>> begin Excerpt to read

Sheffield Digital Humanities Congress 2016: #dhcshef 100 Most Frequent Terms

 A view of the #dhcshef 2016 dataset with Martin Hawksey's TAGS Explorer
A view of the #dhcshef 2016 dataset created with Martin Hawksey’s TAGS Explorer

The Sheffield Digital Humanities Congress 2016 was held from the 8th to the 10th of September 2016 at the University of Sheffield. The full conference programme is available here: http://www.hrionline.ac.uk/dhc.

The event’s official hashtag was the same as in previous editions, #dhcshef.

I made a collection of Tweets tagged with #dhcshef published publicly between Monday September 05 2016 at 17:54:58 +0000 and Saturday September 10 2016 at 23:37:06 +0000. This time I used Tweepy 3.5.0, a Python wrapper for the Twitter API, for the collection. To compare results I also used, as usual, Martin Hawksey’s TAGS, with results being similar (I only collected Tweets from accounts with at least 1 follower).

As in previous occasions I extracted the text and usernames from this dataset and used VoyantTools for a basic text analysis. The dataset contained 1479 Tweets posted by 256 different accounts. 841 of those were RTs. The text of the Tweets composed a corpus with 26,094 total words and 3,057 unique word forms.

I used Voyant’s Terms tool to get the most frequent terms, applying an edited English stop words list that included Twitter and congress-specific terms (this means that words expected to be frequent like ‘digital’, ‘humanities’, ‘congress’, ‘sheffield’, as well as usernames, project’s names and people’s names were filtered out). I exported a list of 500 most frequent terms and then I manually refined the data so remaining people or project’s names were removed. (This is not case sensitive so I may have made mistakes and further disambiguation and refining would be required). If you are interested I previously detailed a similar methodology here.

Here’s my resulting list of the 100 most frequent terms.

Term Count
great

106

project

98

data

76

research

64

students

63

word

58

funding

55

work

55

just

53

spread

53

use

51

opportunity

48

text

47

historical

46

oa

46

looking

45

open

45

editions

44

pedagogy

40

academic

38

access

36

keynote

36

like

36

analysis

35

follow

35

using

34

book

33

new

33

projects

33

university

33

important

32

innovation

32

today

32

tomorrow

32

early

31

minimal

31

paper

31

south

31

content

30

excellent

30

love

30

social

30

look

29

talking

29

tools

29

discussing

28

global

28

grants

28

london

28

network

28

review

28

forward

27

libraries

27

resources

27

sudan

27

history

26

talk

26

books

25

online

25

programme

25

really

25

teach

25

teaching

25

digitisation

24

issues

24

tactical

24

archive

23

critique

23

make

23

different

22

need

22

peer

22

session

22

cultural

21

heritage

21

starts

21

studies

21

value

21

art

20

cool

20

don’t

20

good

20

live

20

press

20

start

20

arts

19

available

19

colleagues

19

delegates

19

going

19

metadata

19

presenting

19

day

18

digitised

18

let’s

18

networks

18

notes

18

person

18

started

18

begins

17

Please bear in mind that RTs count as Tweets and therefore the repetition implicit in RTs affects directly the frequent term counts. What terms made it into the top 100 reflects my own bias (I personally didn’t want to see how many times ‘digital’ or ‘humanities’ was repeated), but individual trend counts remain the same regardless.

>> end Excerpt to read
>> begin Data excerpt

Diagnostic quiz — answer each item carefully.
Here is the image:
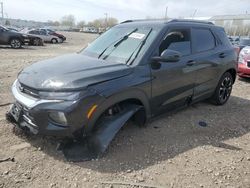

>> end Data excerpt

- _Tasks_
(1) Reproduce the stretch of the #dhcshef term-frequency post from "Sheffield Digital Humanities Congress 2016: #dhcshef" through "previous editions, #dhcshef.".
(2) In the #dhcshef term-frequency post, recast the paragraph beginning "As in previous occasions I extracted the text" as a short bulleted list that keeps its main facts.

- _Answers for the tasks_
(1)
Sheffield Digital Humanities Congress 2016: #dhcshef 100 Most Frequent Terms

 A view of the #dhcshef 2016 dataset with Martin Hawksey's TAGS Explorer
A view of the #dhcshef 2016 dataset created with Martin Hawksey’s TAGS Explorer

The Sheffield Digital Humanities Congress 2016 was held from the 8th to the 10th of September 2016 at the University of Sheffield. The full conference programme is available here: http://www.hrionline.ac.uk/dhc.

The event’s official hashtag was the same as in previous editions, #dhcshef.

(2)
- The text and usernames were extracted from the dataset and given a basic text analysis in VoyantTools.
- The dataset held 1479 Tweets posted by 256 different accounts, 841 of them RTs.
- The Tweet text formed a corpus of 26,094 total words and 3,057 unique word forms.